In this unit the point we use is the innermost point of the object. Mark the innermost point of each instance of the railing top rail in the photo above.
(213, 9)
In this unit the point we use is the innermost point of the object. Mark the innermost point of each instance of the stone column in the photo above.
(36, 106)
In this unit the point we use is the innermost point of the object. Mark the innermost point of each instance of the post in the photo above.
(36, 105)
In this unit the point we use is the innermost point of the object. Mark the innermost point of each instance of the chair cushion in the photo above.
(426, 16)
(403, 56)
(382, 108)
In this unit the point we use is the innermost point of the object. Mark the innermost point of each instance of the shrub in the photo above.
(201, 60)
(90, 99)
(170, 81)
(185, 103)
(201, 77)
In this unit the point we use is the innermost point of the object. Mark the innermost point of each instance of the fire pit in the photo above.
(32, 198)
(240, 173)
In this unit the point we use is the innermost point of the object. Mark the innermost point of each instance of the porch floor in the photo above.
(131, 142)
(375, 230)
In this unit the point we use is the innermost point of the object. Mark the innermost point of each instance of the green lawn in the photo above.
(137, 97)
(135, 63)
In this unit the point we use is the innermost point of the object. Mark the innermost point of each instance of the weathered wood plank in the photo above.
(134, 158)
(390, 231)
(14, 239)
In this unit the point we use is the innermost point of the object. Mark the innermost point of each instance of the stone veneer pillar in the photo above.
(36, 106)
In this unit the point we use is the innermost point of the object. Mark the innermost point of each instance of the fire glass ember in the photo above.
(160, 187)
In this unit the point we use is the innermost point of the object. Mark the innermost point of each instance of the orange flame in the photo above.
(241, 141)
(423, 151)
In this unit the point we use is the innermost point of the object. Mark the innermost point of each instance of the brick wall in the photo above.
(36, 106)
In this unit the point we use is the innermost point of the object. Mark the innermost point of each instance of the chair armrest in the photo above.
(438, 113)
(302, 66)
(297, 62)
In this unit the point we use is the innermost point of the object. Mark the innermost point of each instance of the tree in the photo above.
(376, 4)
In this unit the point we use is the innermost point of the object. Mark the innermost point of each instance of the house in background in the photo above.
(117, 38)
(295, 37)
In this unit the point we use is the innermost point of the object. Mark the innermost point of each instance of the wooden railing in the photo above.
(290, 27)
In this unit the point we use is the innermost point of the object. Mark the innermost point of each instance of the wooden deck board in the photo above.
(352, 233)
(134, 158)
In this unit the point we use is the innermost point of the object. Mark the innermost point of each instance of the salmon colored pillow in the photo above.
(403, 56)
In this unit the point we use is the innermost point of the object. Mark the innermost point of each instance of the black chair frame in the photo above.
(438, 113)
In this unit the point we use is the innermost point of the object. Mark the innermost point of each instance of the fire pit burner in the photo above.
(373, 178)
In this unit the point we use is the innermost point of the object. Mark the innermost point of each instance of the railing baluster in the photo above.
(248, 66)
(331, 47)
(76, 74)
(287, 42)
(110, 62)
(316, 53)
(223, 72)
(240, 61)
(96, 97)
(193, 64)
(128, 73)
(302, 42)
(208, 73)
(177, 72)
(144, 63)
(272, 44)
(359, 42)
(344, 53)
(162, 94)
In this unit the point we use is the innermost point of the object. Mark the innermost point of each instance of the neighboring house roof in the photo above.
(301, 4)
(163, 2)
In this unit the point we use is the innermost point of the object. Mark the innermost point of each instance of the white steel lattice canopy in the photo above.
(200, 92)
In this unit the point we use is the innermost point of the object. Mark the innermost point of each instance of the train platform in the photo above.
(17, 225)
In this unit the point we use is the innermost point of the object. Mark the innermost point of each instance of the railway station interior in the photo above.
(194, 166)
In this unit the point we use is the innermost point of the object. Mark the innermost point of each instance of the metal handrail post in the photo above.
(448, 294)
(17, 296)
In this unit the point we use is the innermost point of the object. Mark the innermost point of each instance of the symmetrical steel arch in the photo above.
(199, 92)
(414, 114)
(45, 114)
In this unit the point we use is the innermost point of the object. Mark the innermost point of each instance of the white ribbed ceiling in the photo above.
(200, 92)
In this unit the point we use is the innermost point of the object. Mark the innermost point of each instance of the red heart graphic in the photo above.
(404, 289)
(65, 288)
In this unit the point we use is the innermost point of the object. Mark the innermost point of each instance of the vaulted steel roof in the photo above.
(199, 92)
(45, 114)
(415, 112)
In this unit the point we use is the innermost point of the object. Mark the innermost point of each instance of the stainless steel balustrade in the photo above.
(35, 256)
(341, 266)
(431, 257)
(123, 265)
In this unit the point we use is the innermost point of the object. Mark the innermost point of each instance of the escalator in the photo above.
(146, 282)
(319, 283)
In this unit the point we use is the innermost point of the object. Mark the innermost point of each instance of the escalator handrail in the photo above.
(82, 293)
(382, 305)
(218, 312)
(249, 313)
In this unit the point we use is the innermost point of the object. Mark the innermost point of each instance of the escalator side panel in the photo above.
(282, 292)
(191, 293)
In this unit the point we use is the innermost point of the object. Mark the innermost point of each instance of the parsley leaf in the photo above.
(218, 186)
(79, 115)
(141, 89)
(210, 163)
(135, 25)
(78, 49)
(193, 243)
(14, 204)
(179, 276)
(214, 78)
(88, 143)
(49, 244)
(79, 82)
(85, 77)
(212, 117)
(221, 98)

# Work task
Return the lines from the line containing "panel in the photo above." to the end of the entries above, exactly as they appear and with no other output.

# Your response
In this unit the point we use is the innermost point of the object. Mark the innermost point of each instance of the escalator side panel in the photo above.
(282, 292)
(191, 293)
In this unit the point we use is the innermost point of the object. Mark the innermost point of each instance of the parsley leaf in the photo above.
(218, 186)
(79, 115)
(141, 89)
(210, 163)
(135, 25)
(78, 49)
(193, 243)
(14, 204)
(179, 276)
(214, 78)
(88, 143)
(49, 244)
(79, 82)
(85, 77)
(212, 117)
(221, 98)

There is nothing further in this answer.